:: EXERCISE ::
Reproduce nothing but the closing run of lines: the line with "Could you point out the illuminated" and each line that follows it to the end of the data.
--- --- ---
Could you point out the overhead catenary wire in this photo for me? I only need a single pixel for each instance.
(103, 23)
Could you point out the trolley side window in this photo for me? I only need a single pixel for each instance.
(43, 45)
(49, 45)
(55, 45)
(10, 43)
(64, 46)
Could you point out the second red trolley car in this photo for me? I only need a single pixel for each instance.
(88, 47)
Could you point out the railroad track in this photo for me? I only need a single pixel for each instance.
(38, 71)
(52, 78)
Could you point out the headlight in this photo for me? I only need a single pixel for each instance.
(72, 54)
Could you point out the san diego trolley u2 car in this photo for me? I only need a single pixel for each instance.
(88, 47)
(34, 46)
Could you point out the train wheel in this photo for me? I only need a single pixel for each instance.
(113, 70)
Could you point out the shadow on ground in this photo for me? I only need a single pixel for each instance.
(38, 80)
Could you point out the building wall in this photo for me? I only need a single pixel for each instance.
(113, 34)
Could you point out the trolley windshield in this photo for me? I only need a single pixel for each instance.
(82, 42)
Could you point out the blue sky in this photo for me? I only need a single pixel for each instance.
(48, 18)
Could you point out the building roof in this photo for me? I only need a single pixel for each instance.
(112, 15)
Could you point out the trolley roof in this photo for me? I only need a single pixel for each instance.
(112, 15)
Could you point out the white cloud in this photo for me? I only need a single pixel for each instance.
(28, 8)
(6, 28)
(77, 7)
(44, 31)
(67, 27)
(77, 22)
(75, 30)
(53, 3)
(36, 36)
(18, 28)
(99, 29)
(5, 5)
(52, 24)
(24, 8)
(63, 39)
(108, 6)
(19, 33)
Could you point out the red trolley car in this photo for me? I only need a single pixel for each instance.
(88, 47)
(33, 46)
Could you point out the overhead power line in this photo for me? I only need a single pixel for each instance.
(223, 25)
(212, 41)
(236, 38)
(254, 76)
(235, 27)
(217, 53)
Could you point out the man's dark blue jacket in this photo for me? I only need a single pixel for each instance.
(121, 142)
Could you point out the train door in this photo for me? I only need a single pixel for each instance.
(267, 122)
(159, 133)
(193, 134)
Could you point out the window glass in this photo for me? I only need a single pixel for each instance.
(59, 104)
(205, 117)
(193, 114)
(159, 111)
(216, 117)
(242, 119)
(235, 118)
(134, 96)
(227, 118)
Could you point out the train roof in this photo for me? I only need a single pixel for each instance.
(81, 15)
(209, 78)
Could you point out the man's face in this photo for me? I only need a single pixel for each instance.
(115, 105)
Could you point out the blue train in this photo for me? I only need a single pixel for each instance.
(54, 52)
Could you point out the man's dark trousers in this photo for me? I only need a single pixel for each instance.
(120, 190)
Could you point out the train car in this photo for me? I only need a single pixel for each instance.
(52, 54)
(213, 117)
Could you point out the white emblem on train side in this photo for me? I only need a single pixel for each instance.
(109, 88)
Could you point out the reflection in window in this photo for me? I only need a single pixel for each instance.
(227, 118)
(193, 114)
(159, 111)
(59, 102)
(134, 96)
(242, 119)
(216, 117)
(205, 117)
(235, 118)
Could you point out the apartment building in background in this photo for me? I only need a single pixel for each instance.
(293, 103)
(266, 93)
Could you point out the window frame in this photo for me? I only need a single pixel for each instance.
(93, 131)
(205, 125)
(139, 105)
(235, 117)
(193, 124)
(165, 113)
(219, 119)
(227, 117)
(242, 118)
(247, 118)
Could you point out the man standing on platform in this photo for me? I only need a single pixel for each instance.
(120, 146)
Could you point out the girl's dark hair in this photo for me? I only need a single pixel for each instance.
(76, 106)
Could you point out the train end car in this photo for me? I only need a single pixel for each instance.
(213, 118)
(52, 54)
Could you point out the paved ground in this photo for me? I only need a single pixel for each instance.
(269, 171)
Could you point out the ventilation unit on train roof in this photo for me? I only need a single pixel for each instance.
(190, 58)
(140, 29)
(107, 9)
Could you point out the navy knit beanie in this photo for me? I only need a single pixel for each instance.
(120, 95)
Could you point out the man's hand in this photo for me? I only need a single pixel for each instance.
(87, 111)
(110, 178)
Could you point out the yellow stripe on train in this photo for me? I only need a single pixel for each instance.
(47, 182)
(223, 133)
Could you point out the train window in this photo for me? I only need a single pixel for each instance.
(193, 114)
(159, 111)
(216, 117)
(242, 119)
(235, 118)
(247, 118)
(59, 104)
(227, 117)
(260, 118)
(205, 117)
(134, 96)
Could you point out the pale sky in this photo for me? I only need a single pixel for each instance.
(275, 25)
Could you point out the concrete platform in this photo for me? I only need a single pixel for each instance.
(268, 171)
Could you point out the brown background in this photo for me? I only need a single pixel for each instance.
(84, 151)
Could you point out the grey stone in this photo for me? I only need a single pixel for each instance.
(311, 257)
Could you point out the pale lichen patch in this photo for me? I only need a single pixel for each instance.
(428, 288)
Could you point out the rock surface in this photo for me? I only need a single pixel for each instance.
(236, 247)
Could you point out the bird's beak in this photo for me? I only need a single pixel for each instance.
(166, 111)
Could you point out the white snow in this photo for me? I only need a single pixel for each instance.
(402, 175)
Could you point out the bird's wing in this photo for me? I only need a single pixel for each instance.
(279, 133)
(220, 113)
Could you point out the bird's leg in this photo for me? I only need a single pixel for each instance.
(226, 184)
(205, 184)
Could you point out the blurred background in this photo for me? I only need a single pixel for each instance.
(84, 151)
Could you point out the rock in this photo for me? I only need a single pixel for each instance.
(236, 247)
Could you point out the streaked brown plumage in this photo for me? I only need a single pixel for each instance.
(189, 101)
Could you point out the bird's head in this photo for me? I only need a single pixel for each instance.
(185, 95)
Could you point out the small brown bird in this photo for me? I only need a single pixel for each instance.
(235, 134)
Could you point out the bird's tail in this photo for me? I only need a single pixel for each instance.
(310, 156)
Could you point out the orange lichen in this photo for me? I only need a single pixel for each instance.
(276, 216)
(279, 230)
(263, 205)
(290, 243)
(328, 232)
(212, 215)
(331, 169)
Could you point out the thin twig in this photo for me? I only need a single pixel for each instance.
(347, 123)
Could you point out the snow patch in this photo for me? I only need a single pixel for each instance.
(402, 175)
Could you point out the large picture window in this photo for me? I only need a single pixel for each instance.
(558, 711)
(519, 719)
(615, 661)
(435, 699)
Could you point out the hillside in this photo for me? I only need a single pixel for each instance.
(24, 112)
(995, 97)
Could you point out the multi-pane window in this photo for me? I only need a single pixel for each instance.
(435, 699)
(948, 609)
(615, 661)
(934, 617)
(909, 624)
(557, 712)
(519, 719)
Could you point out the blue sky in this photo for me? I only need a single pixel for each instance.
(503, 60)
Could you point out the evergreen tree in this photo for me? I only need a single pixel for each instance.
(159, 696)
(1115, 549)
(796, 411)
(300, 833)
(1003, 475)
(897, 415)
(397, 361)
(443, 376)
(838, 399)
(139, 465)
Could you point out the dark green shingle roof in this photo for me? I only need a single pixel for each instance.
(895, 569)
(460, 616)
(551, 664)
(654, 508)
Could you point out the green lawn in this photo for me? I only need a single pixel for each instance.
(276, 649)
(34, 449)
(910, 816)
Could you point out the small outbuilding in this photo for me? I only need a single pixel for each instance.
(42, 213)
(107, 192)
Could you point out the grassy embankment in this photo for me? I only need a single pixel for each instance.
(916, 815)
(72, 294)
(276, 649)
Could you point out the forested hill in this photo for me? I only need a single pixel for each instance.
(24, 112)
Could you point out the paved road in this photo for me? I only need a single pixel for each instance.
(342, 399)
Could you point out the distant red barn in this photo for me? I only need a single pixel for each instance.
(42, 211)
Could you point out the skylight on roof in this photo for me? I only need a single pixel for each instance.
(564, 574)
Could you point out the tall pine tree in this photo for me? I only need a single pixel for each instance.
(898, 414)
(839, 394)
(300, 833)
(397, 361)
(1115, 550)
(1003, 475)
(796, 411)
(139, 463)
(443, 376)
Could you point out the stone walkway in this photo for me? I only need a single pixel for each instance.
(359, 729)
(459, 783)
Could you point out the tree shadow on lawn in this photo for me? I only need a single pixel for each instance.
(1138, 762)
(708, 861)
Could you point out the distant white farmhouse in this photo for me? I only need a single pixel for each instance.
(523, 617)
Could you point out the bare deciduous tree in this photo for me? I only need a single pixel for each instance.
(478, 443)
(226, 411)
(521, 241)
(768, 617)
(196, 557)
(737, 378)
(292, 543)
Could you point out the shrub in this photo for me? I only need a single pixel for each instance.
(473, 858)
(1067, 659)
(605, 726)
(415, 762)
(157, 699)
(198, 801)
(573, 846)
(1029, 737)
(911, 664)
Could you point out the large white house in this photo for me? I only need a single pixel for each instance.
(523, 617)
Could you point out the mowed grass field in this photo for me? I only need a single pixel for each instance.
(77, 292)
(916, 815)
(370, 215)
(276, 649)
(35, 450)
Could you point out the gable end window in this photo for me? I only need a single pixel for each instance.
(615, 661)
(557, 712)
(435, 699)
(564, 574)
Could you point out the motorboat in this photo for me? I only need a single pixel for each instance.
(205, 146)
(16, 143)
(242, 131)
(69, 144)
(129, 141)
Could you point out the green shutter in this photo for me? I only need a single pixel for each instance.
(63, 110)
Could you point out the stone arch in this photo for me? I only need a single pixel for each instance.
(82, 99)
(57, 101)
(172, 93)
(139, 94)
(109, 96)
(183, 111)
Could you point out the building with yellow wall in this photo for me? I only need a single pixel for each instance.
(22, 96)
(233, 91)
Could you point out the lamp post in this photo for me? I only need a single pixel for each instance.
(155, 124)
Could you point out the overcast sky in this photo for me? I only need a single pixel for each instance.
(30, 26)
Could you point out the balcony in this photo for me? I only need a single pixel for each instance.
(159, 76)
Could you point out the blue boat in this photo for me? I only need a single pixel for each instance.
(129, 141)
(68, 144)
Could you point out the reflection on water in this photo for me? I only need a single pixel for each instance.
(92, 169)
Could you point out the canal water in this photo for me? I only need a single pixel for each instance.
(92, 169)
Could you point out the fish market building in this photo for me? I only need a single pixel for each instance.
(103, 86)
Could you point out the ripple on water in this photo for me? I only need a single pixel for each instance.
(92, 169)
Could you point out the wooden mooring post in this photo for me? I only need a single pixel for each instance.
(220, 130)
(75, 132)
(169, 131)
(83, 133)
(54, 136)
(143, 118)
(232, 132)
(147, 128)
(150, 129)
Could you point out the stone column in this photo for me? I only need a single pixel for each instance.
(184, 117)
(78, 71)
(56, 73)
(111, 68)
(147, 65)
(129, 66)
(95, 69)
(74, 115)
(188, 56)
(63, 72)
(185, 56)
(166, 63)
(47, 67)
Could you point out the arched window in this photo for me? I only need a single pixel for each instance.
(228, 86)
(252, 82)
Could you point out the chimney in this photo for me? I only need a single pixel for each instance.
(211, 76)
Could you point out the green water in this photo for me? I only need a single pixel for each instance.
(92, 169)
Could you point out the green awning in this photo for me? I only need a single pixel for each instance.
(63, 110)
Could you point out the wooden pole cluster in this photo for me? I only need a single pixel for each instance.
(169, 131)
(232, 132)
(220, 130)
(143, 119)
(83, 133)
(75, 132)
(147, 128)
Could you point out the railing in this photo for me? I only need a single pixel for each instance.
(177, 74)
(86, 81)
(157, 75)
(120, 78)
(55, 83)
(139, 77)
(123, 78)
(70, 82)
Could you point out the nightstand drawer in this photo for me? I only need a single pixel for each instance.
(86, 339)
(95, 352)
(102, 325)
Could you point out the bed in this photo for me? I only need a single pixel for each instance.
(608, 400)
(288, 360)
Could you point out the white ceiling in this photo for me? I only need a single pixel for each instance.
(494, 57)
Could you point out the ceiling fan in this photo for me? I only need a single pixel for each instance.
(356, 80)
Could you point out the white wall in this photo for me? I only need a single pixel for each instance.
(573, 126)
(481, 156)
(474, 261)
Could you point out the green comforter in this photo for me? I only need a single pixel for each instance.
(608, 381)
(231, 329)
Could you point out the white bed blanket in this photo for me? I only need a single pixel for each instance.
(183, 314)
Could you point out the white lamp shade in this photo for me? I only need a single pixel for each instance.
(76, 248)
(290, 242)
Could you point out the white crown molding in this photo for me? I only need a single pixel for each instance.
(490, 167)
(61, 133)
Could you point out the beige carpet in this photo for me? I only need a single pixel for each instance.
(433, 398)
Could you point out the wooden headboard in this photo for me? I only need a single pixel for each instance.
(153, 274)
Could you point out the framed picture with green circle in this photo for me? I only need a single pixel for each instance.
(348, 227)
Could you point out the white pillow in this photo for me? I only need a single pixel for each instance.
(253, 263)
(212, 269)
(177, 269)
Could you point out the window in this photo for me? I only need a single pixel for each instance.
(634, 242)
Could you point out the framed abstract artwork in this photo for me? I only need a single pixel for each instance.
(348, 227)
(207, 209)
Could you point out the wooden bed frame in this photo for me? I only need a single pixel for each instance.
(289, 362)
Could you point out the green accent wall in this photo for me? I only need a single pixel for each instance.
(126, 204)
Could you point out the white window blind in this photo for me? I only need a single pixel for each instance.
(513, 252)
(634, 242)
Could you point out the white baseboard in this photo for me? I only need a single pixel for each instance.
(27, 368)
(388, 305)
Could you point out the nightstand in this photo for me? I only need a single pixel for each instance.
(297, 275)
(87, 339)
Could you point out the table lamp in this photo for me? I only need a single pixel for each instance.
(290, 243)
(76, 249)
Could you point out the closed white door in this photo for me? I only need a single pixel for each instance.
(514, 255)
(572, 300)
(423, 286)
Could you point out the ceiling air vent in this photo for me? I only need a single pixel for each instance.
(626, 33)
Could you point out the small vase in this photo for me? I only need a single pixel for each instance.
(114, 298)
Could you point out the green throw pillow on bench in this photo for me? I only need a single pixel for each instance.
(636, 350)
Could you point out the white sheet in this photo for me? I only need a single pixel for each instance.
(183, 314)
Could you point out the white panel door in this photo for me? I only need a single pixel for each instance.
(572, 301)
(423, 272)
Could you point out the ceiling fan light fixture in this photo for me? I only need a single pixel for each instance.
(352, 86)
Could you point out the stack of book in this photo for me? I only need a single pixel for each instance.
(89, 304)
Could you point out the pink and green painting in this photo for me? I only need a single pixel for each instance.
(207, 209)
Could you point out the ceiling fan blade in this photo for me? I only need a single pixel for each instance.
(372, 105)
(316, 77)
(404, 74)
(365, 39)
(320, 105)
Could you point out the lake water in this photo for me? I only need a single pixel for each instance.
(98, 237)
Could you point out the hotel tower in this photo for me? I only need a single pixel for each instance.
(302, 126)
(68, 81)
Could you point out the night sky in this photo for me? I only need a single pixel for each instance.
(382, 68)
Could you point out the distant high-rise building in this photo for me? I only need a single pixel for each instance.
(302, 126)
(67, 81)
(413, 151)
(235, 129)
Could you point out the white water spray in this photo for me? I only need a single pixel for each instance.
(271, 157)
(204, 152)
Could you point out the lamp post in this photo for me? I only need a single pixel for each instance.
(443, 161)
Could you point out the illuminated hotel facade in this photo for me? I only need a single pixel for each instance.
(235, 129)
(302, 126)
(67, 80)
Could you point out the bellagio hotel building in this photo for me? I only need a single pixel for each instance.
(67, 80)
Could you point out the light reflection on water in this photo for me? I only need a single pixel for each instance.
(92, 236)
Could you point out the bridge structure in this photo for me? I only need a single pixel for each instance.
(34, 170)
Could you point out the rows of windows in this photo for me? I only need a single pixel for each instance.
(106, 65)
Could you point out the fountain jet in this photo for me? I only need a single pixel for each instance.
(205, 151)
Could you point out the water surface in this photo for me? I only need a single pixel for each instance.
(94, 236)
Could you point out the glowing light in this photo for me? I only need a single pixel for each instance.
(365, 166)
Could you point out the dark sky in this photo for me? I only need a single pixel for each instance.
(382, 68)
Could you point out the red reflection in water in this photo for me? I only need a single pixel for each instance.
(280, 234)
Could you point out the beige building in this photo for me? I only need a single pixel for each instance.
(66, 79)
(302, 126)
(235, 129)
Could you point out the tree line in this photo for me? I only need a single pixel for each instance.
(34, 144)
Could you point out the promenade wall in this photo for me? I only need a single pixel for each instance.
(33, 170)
--- --- ---
:: SOLUTION TO THE PROBLEM ::
Could you point out the illuminated hotel facade in this photo for me? I only need a single pixel for each instance.
(235, 129)
(302, 126)
(67, 80)
Could you point out the bellagio hotel building in this photo for me? I only need a single pixel for each instance.
(67, 80)
Could you point out the light reflection on water in this photo for me? I only need a single pixel for each instance.
(92, 236)
Could you point out the bridge structure in this photo for me? I only need a single pixel for each instance.
(34, 170)
Could you point out the rows of windows in this photo for me? I only need a single pixel for each instance.
(106, 65)
Could you point out the fountain jet in this photo for me? I only need a single pixel for each instance.
(205, 151)
Could you point out the water surface in this photo for me? I only need a single pixel for each instance.
(94, 236)
Could you point out the glowing light in this photo for me? I only need a single pixel for each instance.
(365, 166)
Could you point out the dark sky in this photo for me? I only need a single pixel for each instance.
(382, 68)
Could you point out the red reflection in water in this photo for me? I only need a single pixel for each instance.
(280, 234)
Could you point out the beige building in this photo for me? I only need a single pixel for each instance.
(66, 79)
(302, 126)
(235, 129)
Could you point out the tree line in this photo for me? I only need a single pixel for each instance.
(34, 144)
Could you point out the promenade wall in this photo for me? I only need a single pixel for each instance.
(33, 170)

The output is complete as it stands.